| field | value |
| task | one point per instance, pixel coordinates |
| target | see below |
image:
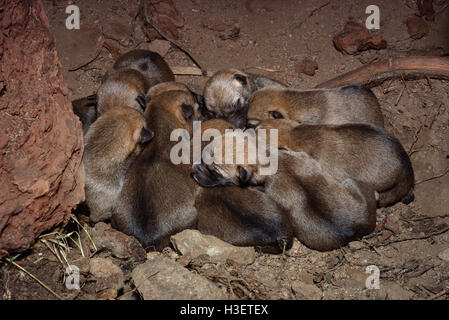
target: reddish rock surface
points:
(41, 139)
(355, 37)
(307, 66)
(416, 27)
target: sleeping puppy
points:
(242, 217)
(124, 88)
(157, 199)
(172, 86)
(86, 110)
(111, 144)
(302, 199)
(362, 152)
(350, 104)
(150, 64)
(227, 93)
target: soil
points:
(276, 35)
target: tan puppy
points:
(157, 199)
(227, 93)
(171, 86)
(350, 104)
(362, 152)
(150, 64)
(302, 198)
(124, 88)
(113, 141)
(86, 110)
(243, 217)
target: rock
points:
(42, 175)
(163, 279)
(130, 295)
(416, 27)
(356, 245)
(386, 234)
(306, 66)
(120, 245)
(355, 37)
(392, 225)
(81, 47)
(120, 32)
(160, 46)
(356, 279)
(392, 291)
(109, 277)
(444, 255)
(306, 291)
(194, 244)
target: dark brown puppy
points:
(227, 93)
(111, 144)
(150, 64)
(362, 152)
(124, 88)
(320, 211)
(86, 110)
(243, 217)
(157, 199)
(173, 85)
(350, 104)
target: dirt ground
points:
(408, 244)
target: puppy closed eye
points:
(145, 136)
(276, 115)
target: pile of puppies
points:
(336, 163)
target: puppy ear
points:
(244, 176)
(241, 78)
(142, 101)
(145, 136)
(276, 115)
(187, 111)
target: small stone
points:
(163, 279)
(386, 234)
(444, 255)
(159, 46)
(307, 66)
(356, 245)
(306, 291)
(416, 27)
(107, 274)
(194, 244)
(120, 245)
(392, 225)
(355, 38)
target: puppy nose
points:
(145, 136)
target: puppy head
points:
(179, 103)
(226, 95)
(267, 104)
(117, 136)
(226, 171)
(124, 88)
(284, 129)
(178, 86)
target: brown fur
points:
(157, 199)
(123, 88)
(351, 104)
(243, 217)
(150, 64)
(86, 110)
(227, 93)
(362, 152)
(113, 141)
(301, 199)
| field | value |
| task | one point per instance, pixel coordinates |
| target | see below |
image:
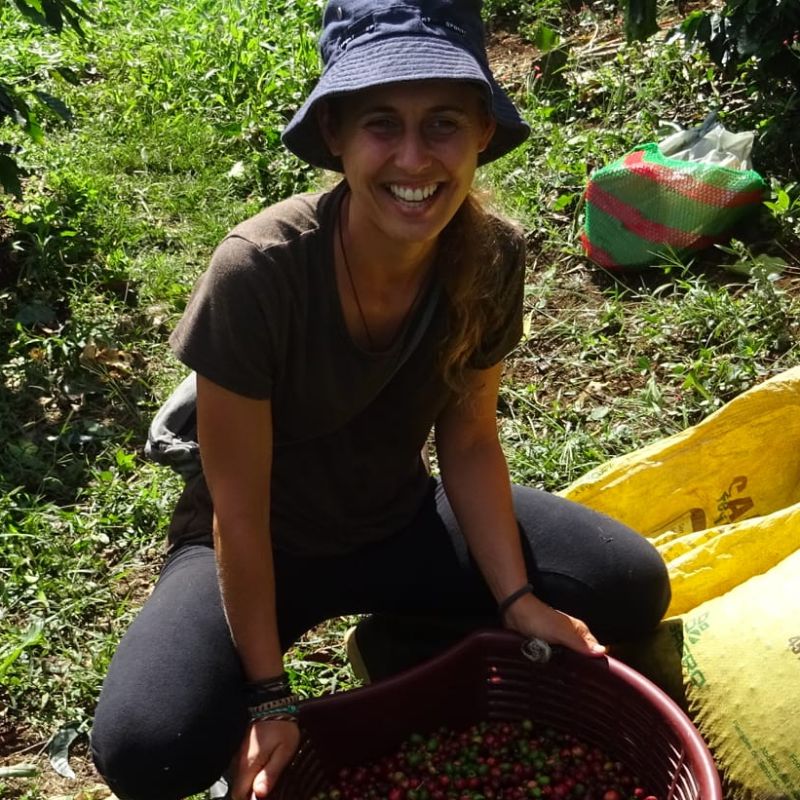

Work item
Take each line of the material that contains the word "puppy" and list it.

Task result
target: sleeping puppy
target: tan puppy
target: dark brown puppy
target: puppy closed eye
target: puppy ear
target: puppy nose
target: puppy head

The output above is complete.